▸ ABOUT THIS TASK
Go through the listing and pick out each line with the word "cabinet" in it.

# # # # # # #

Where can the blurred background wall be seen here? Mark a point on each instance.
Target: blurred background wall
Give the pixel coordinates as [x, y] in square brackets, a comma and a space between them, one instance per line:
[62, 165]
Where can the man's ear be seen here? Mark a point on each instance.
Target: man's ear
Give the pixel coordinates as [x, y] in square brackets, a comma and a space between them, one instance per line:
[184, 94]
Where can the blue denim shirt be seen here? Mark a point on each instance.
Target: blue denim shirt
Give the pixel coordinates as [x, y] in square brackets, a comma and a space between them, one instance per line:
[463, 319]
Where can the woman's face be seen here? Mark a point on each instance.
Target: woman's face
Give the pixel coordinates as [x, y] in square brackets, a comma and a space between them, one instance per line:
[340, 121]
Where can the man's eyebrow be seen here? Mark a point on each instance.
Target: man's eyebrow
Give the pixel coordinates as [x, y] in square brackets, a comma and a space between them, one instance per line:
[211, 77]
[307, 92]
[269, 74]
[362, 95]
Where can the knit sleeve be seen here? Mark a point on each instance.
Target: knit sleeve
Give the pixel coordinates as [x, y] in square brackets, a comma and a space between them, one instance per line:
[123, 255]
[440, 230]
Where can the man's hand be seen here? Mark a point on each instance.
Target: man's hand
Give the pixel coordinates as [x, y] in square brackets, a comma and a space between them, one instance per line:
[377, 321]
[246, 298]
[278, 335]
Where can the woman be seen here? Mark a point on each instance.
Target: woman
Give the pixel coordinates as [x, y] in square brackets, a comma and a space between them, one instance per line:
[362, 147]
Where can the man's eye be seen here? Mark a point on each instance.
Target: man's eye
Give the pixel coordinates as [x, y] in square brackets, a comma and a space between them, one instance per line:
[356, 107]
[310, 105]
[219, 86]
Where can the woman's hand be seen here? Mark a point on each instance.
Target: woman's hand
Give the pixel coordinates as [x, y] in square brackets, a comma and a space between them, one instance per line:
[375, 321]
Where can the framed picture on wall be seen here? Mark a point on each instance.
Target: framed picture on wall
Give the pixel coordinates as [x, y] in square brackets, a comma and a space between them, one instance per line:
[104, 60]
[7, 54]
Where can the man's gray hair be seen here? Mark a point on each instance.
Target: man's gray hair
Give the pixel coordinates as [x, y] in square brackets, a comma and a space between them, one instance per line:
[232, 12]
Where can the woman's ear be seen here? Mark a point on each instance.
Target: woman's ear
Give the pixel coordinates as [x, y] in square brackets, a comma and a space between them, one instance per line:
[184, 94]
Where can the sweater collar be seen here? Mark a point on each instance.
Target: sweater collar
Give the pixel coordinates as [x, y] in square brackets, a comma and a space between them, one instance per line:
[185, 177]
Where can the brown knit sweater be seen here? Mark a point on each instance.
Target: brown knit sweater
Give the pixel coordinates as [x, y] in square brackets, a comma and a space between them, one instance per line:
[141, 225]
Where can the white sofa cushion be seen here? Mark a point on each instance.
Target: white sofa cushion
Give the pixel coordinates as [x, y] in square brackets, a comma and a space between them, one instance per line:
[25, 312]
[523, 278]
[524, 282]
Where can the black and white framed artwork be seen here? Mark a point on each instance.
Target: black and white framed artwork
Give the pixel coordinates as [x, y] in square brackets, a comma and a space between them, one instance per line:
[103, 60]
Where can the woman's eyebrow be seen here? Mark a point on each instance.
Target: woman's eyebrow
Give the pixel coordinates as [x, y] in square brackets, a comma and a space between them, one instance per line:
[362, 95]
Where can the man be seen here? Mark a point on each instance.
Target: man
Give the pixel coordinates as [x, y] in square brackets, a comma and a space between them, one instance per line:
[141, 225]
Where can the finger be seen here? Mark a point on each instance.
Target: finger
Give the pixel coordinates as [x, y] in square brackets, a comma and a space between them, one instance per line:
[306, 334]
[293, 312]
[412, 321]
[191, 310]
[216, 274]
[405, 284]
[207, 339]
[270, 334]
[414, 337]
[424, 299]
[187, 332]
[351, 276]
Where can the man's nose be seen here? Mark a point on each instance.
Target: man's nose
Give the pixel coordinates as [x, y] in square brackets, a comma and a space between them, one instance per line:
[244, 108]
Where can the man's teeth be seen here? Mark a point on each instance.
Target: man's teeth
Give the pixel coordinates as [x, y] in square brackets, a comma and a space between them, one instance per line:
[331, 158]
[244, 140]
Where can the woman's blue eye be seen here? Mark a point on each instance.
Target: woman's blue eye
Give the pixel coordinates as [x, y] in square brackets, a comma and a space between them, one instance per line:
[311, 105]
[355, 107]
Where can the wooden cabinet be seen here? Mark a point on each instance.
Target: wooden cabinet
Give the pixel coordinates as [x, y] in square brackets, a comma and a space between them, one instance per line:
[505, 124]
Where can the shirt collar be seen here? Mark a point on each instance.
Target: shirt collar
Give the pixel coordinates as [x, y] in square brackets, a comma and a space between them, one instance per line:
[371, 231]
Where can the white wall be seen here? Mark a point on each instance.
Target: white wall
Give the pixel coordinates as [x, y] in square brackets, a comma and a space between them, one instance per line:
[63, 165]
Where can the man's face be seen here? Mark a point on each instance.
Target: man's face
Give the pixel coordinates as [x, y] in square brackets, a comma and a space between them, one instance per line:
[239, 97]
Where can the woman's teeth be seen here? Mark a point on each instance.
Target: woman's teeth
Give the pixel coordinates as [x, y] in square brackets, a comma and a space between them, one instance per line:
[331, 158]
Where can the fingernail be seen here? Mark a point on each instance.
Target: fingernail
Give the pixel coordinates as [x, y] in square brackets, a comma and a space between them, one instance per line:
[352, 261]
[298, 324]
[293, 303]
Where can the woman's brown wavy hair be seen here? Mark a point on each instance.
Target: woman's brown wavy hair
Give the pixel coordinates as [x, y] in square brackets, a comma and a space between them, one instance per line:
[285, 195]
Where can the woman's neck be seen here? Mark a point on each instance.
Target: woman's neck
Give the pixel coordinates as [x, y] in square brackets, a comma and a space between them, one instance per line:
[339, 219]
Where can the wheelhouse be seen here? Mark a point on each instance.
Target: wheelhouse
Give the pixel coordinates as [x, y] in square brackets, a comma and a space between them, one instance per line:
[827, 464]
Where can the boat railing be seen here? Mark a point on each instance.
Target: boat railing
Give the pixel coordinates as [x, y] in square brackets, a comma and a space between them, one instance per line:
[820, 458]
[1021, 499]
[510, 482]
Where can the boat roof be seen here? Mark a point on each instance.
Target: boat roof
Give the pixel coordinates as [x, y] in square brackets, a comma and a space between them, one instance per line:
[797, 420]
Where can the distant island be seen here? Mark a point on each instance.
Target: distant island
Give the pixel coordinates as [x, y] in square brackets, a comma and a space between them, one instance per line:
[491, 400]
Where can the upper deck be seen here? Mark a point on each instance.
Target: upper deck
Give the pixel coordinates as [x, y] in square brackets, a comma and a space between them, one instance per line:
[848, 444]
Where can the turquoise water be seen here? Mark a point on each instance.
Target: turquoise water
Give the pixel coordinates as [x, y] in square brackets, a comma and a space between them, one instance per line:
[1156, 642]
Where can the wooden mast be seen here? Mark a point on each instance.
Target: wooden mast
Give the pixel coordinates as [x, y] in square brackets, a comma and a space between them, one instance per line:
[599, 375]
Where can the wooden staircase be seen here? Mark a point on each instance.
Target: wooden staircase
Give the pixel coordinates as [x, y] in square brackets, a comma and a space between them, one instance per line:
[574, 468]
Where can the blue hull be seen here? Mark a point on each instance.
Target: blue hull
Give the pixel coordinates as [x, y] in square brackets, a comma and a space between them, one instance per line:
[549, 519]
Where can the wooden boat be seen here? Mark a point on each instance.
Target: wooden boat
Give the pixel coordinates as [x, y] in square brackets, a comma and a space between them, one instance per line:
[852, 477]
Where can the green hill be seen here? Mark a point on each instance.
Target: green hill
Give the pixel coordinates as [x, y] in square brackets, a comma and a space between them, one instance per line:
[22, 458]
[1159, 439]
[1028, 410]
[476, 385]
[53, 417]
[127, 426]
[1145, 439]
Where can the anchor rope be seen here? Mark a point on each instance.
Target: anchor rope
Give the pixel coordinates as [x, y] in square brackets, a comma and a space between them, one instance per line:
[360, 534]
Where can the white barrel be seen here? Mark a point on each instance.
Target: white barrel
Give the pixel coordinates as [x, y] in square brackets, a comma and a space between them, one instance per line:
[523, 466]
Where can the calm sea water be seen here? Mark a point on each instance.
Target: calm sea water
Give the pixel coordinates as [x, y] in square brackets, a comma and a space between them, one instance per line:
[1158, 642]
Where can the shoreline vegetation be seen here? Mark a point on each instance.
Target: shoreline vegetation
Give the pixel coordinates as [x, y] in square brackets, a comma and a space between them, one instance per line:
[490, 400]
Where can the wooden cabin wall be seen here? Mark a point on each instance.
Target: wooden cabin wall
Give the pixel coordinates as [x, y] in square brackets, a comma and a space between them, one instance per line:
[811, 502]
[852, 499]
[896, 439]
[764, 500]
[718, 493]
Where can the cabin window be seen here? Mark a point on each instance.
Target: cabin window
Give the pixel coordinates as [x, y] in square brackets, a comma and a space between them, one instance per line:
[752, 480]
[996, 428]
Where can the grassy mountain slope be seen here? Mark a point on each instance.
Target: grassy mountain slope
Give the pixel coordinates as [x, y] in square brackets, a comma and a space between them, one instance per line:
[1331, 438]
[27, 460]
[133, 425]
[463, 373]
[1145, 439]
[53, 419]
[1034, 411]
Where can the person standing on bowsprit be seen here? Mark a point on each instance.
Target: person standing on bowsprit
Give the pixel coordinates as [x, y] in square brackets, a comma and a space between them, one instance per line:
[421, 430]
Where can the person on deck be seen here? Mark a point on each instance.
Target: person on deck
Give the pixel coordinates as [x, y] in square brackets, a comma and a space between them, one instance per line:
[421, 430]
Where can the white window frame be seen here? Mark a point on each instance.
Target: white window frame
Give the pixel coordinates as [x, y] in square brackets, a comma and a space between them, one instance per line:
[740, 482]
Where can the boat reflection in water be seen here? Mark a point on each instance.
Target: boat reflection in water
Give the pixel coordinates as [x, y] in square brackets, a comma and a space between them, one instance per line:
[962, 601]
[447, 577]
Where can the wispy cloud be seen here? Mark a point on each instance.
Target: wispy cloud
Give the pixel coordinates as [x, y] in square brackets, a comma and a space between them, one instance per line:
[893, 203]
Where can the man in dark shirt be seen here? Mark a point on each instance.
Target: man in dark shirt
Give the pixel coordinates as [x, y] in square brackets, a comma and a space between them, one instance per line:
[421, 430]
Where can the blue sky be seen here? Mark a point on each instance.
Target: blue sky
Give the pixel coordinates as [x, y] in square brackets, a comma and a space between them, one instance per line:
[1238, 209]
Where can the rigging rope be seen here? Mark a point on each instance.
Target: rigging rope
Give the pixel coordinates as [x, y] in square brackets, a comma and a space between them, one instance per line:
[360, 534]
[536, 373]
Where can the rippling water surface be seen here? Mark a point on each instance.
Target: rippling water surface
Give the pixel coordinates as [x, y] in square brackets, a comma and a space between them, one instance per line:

# # # # # # #

▸ WRITTEN ANSWER
Where can the wooden cabinet be seen here? Mark a point on each instance.
Target: wooden cabinet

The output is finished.